Work to complete » Render the data below as a JSON list of strings, one string per line, with blank lines omitted. Leave the pictures out of your answer.

Material supplied »
╔══

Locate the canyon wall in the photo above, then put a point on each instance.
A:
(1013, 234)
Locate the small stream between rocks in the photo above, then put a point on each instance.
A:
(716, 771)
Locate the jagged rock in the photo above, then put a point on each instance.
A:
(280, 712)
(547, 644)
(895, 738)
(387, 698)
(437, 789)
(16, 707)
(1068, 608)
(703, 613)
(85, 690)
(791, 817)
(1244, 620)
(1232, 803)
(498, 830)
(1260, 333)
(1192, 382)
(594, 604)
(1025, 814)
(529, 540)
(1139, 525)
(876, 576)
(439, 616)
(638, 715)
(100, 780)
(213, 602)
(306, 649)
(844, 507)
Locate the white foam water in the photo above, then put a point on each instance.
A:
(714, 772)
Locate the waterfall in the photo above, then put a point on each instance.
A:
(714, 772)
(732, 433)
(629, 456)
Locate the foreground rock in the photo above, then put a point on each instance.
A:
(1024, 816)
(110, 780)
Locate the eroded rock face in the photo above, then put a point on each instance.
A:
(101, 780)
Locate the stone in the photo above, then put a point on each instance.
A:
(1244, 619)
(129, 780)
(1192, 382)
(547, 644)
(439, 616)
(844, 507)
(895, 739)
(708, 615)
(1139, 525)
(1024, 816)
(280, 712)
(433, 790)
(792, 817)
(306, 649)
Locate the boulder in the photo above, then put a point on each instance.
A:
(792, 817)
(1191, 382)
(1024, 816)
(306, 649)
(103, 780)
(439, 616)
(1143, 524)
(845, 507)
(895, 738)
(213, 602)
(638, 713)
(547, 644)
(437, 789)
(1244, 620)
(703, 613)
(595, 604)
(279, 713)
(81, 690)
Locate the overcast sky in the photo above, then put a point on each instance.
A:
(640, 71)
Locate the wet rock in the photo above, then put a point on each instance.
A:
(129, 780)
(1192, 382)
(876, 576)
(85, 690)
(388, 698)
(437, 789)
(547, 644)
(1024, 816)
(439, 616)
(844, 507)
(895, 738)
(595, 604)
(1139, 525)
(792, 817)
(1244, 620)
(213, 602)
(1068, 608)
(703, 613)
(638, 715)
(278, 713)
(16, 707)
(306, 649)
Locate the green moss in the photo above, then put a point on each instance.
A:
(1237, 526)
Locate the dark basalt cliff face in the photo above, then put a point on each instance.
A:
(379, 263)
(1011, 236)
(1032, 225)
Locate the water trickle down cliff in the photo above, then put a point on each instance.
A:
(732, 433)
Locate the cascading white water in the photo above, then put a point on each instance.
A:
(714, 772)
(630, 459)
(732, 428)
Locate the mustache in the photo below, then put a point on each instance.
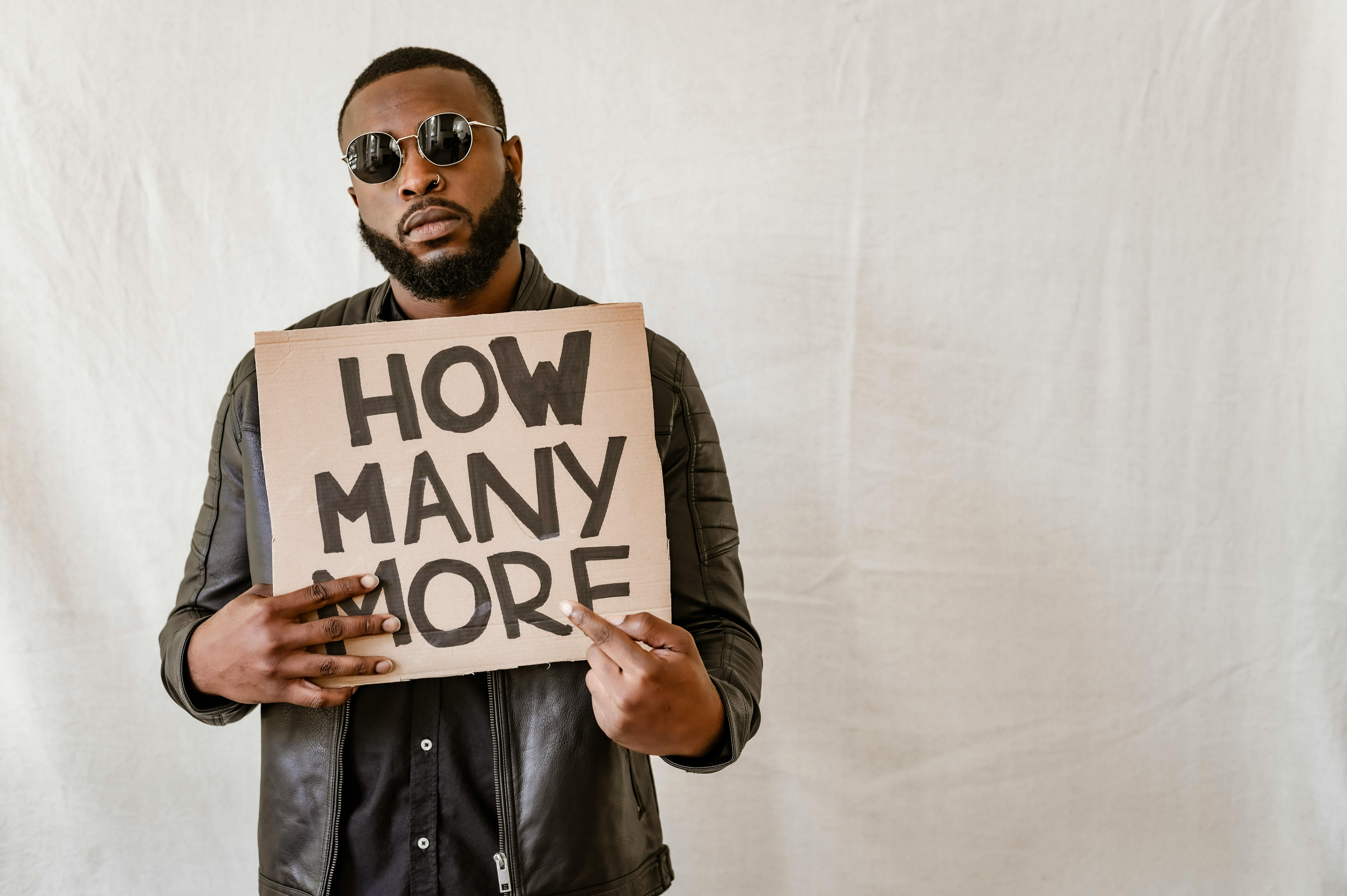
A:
(434, 201)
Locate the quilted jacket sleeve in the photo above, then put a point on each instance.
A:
(217, 568)
(705, 576)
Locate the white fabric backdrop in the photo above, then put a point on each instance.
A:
(1023, 325)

╚══

Task output »
[
  "Locate the canyon wall in the photo above, then put a point on each instance.",
  "A:",
  "(1013, 234)",
  "Locate the small stream between rocks in the photo above, then put a point on each instance.",
  "A:",
  "(716, 771)",
  "Locate the jagged rock in the photo above, then put a point on each instance.",
  "A:",
  "(280, 712)",
  "(547, 644)",
  "(895, 738)",
  "(387, 698)",
  "(437, 789)",
  "(16, 707)",
  "(1068, 608)",
  "(703, 613)",
  "(85, 690)",
  "(791, 817)",
  "(1244, 620)",
  "(1232, 803)",
  "(498, 830)",
  "(1260, 333)",
  "(1192, 382)",
  "(594, 604)",
  "(1025, 814)",
  "(529, 540)",
  "(1139, 525)",
  "(876, 576)",
  "(439, 616)",
  "(638, 715)",
  "(100, 780)",
  "(213, 602)",
  "(306, 649)",
  "(844, 507)",
  "Locate the white foam water in the photo above, then put a point on each instance.",
  "A:",
  "(714, 772)",
  "Locate the waterfall in the photo above, then put a point on each instance.",
  "A:",
  "(714, 772)",
  "(732, 433)",
  "(629, 456)",
  "Locate the foreground rock in the photo above, then put a point on each instance.",
  "A:",
  "(1024, 816)",
  "(110, 780)",
  "Locate the eroded rock face in the photo above, then put a point on each instance.",
  "A:",
  "(101, 780)",
  "Locate the stone in the photo above, then put a point on each instance.",
  "A:",
  "(1244, 619)",
  "(129, 780)",
  "(1192, 382)",
  "(547, 644)",
  "(439, 616)",
  "(844, 507)",
  "(895, 739)",
  "(708, 615)",
  "(1139, 525)",
  "(1024, 816)",
  "(280, 712)",
  "(433, 790)",
  "(792, 817)",
  "(306, 649)",
  "Locate the boulder in the photo above, then put a point on each instance.",
  "A:",
  "(792, 817)",
  "(1191, 382)",
  "(1024, 816)",
  "(306, 649)",
  "(103, 780)",
  "(439, 616)",
  "(1143, 524)",
  "(845, 507)",
  "(895, 738)",
  "(213, 602)",
  "(638, 713)",
  "(547, 644)",
  "(437, 789)",
  "(1244, 620)",
  "(703, 613)",
  "(595, 604)",
  "(279, 713)",
  "(81, 690)",
  "Locate the overcast sky in the photo above, then put a point on each instance.",
  "A:",
  "(640, 71)",
  "Locate the wet rock in the photo above, then put a point on each instance.",
  "A:",
  "(129, 780)",
  "(1192, 382)",
  "(876, 576)",
  "(85, 690)",
  "(388, 698)",
  "(437, 789)",
  "(547, 644)",
  "(1024, 816)",
  "(439, 616)",
  "(844, 507)",
  "(895, 738)",
  "(595, 604)",
  "(1139, 525)",
  "(792, 817)",
  "(1244, 620)",
  "(213, 602)",
  "(1068, 608)",
  "(703, 613)",
  "(638, 715)",
  "(278, 713)",
  "(16, 707)",
  "(306, 649)",
  "Locate the green moss in the photo above, then put a point on each instance.",
  "A:",
  "(1237, 526)",
  "Locate the dark basalt cliff face in the photo above, then put a point on each instance.",
  "A:",
  "(379, 263)",
  "(1011, 236)",
  "(1032, 225)",
  "Locate the water trickle down cliff in the photo above, then put a point on each instance.",
  "A:",
  "(732, 433)",
  "Locate the cascading white water in the photo above, then put a point on each instance.",
  "A:",
  "(714, 772)",
  "(630, 459)",
  "(732, 428)",
  "Locate the mustache in the photo below, then put a point on each instance.",
  "A:",
  "(434, 201)",
  "Locate the quilted jacket sleeve in the photo above, then put a point on each instance.",
  "A:",
  "(217, 568)",
  "(705, 576)",
  "Locate the white fabric backdrop in the photo above, then put a point on each instance.",
  "A:",
  "(1023, 325)"
]